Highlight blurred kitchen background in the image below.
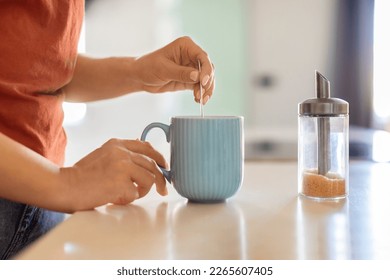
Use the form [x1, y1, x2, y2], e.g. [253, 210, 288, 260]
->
[63, 0, 390, 166]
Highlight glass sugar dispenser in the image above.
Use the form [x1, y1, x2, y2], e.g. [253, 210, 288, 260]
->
[298, 71, 349, 200]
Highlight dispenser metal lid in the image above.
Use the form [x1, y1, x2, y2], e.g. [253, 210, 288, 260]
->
[299, 71, 349, 116]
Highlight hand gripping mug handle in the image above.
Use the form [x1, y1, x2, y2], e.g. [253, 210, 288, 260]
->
[140, 123, 172, 183]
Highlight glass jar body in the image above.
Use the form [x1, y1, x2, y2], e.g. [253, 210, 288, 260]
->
[298, 115, 349, 200]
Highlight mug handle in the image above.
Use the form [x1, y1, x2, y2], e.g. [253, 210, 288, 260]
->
[140, 122, 172, 183]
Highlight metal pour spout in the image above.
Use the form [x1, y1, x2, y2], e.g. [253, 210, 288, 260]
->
[316, 71, 330, 99]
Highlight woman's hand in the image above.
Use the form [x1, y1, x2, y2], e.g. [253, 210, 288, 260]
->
[60, 139, 168, 211]
[64, 36, 215, 104]
[134, 36, 215, 104]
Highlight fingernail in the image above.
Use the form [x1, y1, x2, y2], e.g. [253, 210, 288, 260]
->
[190, 71, 198, 82]
[202, 95, 210, 105]
[134, 191, 140, 200]
[202, 75, 210, 86]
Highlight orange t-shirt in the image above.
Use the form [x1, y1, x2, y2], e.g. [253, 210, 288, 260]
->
[0, 0, 84, 166]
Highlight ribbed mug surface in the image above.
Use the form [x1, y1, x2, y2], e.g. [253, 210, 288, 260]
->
[141, 116, 244, 202]
[171, 116, 243, 202]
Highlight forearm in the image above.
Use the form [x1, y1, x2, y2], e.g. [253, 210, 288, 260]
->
[63, 55, 143, 102]
[0, 132, 165, 213]
[0, 133, 73, 212]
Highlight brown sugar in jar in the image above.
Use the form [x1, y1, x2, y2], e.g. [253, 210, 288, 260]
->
[301, 169, 346, 199]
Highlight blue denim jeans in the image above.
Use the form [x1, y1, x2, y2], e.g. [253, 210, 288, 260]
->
[0, 198, 64, 259]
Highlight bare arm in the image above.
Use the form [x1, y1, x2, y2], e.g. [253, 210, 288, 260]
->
[0, 132, 168, 213]
[62, 55, 141, 102]
[0, 132, 68, 211]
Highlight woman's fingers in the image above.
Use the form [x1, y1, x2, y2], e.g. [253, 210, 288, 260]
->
[121, 140, 168, 169]
[102, 139, 168, 200]
[194, 60, 215, 104]
[127, 151, 167, 198]
[122, 140, 168, 197]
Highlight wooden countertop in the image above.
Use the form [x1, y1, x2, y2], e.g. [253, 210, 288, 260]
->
[15, 160, 390, 260]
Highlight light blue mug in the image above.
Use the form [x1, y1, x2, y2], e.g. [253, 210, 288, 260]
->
[141, 116, 244, 203]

- - - - -

**EXERCISE INSTRUCTIONS:** For each line in the data above that contains the string "blue", extract the line.

**TASK SOLUTION:**
Highlight blue denim jeans in the image above.
Highlight light blue mug in the image above.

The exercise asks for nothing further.